SOURCE TEXT Block Start

Next, let's look at how the gap between approved units and completed units has changed over time. The left-hand side shows the absolute number of units in the gap, while the right-hand side shows the gap as a percentage. The gap has been growing since late 2020, but it is not unusually large. Additionally, it seems that the gap moves in cycles: there is a buildup of approved but unfinished buildings, which then become available on the market. It is possible that the gap will be reduced throughout 2023. Overall, there is some evidence that the market may not be able to complete all the new approved units on time, but nothing conclusive.

(Note that the ‘gap’ in these charts is the gap between the yearly rolling average numbers).

Finally, let's look at how changes in house prices might be related to the gap. In a "rising" market, we could expect the gap to shrink as developers rush to bring new construction to market to take advantage of higher prices. In a declining market, they may build more slowly. A landbanking theorist may argue that this is to suppress supply and increase prices, but it could also be a result of builders taking more time to manage the costs of inputs and not rushing development. Regardless of what you believe, there is no significant correlation between the gap and changes in house prices.

This chart uses the gap in the 12-month rolling average of consents and completions on the x-axis.

Overall, there is little evidence to suggest that the number of completed units is diverging from the number of approved units, at least for now. It’s possible this may change in the new year - but we haven’t seen it yet.

What do the next 2 years hold?

Given that we know that completed units generally track approved units, we can try to project the number of new housing units that will become available in Auckland over the next two years. This is not an exact science, but I have modeled three scenarios. The first is a "best-case" scenario, where completed units are around 92% of approved units, which is the historical norm for the proportion of completed units to approved units. The second is a "medium" scenario, where completed units reach 86% of approved units, which is where they are currently. Finally, a "worst-case" scenario, where we only reach 75% of approved units, and the gap grows well above historical norms.

SOURCE TEXT Block End
SOURCE MATERIAL Block Start

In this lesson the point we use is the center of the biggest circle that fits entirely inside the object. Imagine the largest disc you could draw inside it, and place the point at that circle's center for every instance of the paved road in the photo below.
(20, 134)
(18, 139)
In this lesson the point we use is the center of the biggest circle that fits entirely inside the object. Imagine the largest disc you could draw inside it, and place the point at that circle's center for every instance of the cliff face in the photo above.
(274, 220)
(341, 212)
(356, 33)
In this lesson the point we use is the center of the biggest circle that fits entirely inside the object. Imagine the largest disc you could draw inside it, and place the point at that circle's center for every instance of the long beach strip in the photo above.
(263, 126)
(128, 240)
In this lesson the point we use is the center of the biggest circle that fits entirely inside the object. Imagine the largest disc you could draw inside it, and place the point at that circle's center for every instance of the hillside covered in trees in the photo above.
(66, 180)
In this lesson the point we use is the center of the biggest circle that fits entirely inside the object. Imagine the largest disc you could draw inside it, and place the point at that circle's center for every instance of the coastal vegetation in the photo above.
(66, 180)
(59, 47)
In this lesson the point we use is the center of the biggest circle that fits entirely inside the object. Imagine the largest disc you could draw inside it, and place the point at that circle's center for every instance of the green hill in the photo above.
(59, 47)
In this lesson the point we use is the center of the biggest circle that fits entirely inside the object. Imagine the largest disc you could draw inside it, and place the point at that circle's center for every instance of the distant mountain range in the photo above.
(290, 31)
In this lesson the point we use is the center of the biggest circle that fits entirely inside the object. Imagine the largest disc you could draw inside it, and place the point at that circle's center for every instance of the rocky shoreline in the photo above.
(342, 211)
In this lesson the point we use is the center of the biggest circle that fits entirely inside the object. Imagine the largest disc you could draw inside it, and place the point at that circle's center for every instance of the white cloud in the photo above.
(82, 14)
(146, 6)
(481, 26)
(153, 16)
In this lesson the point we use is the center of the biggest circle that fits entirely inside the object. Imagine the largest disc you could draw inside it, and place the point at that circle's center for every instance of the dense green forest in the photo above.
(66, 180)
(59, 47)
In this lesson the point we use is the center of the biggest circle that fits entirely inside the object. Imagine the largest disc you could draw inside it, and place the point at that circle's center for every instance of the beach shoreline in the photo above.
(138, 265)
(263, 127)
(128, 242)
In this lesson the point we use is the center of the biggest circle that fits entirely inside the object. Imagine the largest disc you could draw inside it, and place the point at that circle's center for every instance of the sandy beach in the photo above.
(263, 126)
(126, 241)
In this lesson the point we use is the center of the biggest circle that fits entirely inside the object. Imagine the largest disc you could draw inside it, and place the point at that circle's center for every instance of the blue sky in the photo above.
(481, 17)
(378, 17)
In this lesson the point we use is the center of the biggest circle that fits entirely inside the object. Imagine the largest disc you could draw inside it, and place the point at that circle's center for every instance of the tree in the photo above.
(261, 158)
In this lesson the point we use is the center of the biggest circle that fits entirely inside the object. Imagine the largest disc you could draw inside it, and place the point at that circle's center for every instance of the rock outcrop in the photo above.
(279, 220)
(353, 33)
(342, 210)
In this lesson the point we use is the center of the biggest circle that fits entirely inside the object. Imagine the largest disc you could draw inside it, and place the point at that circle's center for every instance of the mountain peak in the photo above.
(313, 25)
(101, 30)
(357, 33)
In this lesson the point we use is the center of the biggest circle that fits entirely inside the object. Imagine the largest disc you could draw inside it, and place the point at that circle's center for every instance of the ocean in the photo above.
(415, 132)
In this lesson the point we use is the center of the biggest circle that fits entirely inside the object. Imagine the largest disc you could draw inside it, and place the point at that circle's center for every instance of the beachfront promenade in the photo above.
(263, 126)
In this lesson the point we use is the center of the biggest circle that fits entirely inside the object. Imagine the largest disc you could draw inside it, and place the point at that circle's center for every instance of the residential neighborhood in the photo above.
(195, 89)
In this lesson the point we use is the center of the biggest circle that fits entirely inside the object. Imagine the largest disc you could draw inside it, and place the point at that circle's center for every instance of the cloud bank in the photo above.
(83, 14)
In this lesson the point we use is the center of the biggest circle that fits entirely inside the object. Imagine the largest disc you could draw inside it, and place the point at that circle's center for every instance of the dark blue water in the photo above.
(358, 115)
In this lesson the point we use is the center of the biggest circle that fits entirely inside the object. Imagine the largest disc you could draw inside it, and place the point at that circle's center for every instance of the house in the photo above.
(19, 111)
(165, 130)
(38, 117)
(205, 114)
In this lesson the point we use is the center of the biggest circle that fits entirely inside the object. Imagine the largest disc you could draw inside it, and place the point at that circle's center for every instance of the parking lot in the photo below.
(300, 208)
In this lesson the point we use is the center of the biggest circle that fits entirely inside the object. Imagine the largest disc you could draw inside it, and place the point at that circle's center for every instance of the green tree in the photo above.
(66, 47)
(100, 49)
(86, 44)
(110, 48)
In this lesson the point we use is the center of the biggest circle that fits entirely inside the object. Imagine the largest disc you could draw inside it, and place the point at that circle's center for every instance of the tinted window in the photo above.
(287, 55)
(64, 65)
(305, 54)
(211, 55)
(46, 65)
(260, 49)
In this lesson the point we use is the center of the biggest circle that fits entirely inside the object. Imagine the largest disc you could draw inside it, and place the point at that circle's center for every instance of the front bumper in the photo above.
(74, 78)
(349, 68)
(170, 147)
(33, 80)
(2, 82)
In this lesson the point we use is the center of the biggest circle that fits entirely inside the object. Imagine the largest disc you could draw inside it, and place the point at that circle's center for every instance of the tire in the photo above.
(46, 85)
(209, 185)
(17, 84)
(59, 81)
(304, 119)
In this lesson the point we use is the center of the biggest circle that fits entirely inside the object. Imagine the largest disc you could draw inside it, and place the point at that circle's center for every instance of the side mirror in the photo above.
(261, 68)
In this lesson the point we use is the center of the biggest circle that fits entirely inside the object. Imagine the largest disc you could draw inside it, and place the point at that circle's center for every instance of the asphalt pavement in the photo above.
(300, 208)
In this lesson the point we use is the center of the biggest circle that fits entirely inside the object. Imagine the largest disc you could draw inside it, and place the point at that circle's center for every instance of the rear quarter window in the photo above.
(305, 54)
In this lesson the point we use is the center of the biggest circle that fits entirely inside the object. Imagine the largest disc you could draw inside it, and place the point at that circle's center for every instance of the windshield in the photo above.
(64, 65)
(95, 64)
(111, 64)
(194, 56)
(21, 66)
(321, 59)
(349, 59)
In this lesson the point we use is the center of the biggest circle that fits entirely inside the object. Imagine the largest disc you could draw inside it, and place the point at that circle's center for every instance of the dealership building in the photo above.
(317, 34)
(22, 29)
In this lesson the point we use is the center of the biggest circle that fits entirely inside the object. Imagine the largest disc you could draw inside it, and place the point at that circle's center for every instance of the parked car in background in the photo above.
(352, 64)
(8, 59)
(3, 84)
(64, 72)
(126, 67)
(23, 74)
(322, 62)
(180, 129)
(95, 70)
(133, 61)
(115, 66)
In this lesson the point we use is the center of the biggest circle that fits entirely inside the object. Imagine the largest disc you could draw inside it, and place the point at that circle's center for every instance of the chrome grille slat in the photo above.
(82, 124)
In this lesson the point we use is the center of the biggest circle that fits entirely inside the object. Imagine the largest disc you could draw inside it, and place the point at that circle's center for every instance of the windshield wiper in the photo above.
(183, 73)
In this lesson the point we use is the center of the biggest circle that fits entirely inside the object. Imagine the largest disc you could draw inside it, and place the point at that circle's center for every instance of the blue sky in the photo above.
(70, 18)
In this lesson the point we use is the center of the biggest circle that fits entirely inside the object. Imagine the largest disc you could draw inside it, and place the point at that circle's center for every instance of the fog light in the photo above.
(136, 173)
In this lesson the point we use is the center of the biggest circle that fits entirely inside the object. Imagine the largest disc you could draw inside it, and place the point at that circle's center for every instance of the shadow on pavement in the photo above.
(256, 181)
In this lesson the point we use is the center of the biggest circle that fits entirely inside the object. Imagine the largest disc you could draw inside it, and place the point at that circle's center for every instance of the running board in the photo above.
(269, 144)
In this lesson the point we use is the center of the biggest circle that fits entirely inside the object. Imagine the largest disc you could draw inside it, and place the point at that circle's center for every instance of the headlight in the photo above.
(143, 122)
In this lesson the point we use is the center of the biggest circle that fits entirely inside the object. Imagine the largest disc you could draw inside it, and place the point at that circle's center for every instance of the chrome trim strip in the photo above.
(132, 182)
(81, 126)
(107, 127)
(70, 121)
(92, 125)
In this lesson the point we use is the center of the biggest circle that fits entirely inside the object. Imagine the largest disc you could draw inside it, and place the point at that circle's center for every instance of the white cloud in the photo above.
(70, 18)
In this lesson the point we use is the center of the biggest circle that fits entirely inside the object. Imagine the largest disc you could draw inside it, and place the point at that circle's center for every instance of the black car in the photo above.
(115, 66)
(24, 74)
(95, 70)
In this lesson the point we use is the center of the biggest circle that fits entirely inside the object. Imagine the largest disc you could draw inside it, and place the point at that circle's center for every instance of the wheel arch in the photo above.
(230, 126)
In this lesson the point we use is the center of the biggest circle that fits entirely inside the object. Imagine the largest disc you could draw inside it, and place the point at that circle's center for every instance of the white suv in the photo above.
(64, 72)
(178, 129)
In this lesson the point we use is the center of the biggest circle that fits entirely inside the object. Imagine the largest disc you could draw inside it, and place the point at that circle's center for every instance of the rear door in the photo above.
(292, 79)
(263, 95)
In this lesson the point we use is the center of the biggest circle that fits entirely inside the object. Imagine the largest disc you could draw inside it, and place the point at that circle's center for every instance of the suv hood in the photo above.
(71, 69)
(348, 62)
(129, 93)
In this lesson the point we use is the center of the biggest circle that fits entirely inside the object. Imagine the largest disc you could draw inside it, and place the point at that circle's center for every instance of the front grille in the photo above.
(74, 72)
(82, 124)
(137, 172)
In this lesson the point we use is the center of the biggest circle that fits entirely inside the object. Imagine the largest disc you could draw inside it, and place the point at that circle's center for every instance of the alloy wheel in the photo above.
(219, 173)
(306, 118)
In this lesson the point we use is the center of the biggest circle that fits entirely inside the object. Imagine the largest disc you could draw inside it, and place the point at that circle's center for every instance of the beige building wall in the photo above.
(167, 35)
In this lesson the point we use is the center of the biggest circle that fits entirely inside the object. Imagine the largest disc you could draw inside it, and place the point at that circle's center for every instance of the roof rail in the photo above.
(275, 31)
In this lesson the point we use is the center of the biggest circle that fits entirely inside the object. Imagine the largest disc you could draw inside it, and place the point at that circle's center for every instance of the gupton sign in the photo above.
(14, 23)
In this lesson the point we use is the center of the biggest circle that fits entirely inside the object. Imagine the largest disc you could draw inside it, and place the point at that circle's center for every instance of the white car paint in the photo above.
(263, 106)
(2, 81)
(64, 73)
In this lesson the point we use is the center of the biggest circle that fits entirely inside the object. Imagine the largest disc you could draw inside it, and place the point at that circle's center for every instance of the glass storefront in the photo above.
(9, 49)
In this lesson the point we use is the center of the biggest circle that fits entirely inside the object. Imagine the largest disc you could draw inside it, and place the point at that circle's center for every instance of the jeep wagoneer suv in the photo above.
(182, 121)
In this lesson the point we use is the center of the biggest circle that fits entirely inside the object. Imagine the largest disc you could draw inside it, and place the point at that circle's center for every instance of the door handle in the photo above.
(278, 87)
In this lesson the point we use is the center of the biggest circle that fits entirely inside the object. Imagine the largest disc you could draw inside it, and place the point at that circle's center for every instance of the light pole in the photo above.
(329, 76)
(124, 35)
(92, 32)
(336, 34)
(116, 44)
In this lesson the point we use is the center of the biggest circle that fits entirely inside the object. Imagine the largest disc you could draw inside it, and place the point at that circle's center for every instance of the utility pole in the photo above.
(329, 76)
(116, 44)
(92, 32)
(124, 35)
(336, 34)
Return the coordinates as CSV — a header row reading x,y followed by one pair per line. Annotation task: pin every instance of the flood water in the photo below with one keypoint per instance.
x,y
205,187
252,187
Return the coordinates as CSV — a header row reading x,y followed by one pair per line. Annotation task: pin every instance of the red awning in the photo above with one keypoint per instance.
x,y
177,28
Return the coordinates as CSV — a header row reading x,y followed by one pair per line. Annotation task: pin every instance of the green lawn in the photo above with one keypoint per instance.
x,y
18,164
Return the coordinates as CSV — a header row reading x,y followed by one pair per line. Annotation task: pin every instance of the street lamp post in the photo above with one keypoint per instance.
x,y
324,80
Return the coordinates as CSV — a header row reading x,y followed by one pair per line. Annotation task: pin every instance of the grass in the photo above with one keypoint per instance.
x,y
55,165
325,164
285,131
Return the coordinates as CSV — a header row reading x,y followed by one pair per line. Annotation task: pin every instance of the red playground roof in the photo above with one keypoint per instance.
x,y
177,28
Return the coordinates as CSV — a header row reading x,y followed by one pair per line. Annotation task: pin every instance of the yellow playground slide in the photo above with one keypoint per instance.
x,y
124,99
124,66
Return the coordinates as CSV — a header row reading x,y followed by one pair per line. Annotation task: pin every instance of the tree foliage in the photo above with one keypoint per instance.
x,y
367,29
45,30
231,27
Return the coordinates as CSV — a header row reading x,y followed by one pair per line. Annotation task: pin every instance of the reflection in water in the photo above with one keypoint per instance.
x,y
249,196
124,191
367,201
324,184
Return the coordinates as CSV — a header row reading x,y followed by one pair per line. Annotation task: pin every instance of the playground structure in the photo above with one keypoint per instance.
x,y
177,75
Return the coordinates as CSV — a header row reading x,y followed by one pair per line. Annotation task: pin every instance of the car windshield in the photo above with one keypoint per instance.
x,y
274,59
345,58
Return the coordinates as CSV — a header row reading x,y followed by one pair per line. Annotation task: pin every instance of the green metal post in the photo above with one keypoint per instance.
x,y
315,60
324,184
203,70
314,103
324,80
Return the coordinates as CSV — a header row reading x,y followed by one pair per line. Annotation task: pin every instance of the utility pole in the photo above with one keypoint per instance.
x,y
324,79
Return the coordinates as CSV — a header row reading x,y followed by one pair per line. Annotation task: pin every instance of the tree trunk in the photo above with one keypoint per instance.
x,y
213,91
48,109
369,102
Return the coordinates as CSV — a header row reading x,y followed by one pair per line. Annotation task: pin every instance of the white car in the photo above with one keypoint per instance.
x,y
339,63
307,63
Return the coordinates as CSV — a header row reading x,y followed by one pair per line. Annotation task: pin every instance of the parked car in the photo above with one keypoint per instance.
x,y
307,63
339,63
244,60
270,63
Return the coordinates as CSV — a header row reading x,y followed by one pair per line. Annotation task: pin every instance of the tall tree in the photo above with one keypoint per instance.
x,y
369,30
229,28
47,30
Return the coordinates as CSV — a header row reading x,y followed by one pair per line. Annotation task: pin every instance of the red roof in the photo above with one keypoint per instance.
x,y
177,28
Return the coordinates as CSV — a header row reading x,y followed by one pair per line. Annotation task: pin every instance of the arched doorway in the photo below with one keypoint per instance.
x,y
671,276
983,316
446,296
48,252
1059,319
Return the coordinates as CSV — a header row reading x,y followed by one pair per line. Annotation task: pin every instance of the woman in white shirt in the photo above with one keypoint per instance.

SOURCE MATERIAL Block End

▶ _EXERCISE INSTRUCTIONS_
Continue the text on approved and completed housing units in Auckland, beginning right after its final sentence. The material above has no connection to the source text.

▶ _RESPONSE_
If we take these projections as a range, it means that Auckland will add between 29,200 and 36,000 housing units over the next two years. This is significantly more than the 21,000 units added in the three years prior to upzoning. Auckland's housing stock will increase by between 5% and 6%, or between 16 and 20 units per 1,000 people*. This should have a significant impact on affordability, beyond what we have already seen.

One interesting question is whether Auckland will build more than 20,000 units in a single year in the next few years. This would be unprecedented, as the previous high for approved units was around 13,000 before upzoning, so I am inherently sceptical. But it’s more more plausible than you might think. The current average number of approved units per year is 21,985, so hitting 20,000 would require completed units to be around 90% of approved units, which is not historically abnormal. Additionally the number of approved units is still increasing. If approvals hit around 23,000 per year, the possibility of completing over 20,000 in the 2 years following would be more likely.

Upzoning in Auckland has defied many expectations of how housing markets behave. Despite facing challenges such as rising interest rates, high construction costs, and falling house prices, both housing completions and consents have continued to rise. This is a testament to the power of upzoning to increase the supply of housing, even in challenging economic conditions. It shows that when people are given the opportunity to build more housing, they will do so, leading to increased supply and improved affordability. This has been a significant success for Auckland and a valuable lesson for other cities looking to improve their housing markets.

*Note these numbers (as well as the comparison numbers) assume no demolitions, as there is no data available on demolitions in Auckland.